Problem requirements >> Scale the entries below by copying every line, requests included, with each polygon coordinate in the answers multiplied by 1.1 and rounded to a whole number, halves up. Leave the numbers in the requests and their sample layouts as they are.

Data supplied >>

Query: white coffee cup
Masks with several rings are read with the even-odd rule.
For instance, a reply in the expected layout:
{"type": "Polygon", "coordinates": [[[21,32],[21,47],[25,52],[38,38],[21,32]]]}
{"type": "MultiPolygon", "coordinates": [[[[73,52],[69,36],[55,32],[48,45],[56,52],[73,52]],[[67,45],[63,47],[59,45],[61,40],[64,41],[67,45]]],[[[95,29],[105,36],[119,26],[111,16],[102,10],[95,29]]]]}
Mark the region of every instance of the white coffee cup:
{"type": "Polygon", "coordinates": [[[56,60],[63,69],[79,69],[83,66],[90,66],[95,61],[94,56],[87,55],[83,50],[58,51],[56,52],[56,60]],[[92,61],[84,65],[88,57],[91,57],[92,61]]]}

Full solution >>
Query: white coffee cup
Masks with several rings are read with the even-odd rule.
For instance, a reply in the expected layout:
{"type": "Polygon", "coordinates": [[[21,32],[21,47],[25,52],[38,38],[21,32]]]}
{"type": "MultiPolygon", "coordinates": [[[[73,52],[69,36],[55,32],[48,45],[56,52],[73,52]],[[67,45],[63,47],[59,45],[61,40],[64,41],[67,45]]],[[[95,29],[105,36],[119,26],[111,16],[102,10],[95,29]]]]}
Mark the region of every instance of the white coffee cup:
{"type": "Polygon", "coordinates": [[[62,66],[69,76],[87,76],[91,73],[99,73],[105,67],[103,62],[96,61],[91,55],[64,56],[62,57],[62,66]],[[101,67],[92,72],[97,63],[100,63],[101,67]]]}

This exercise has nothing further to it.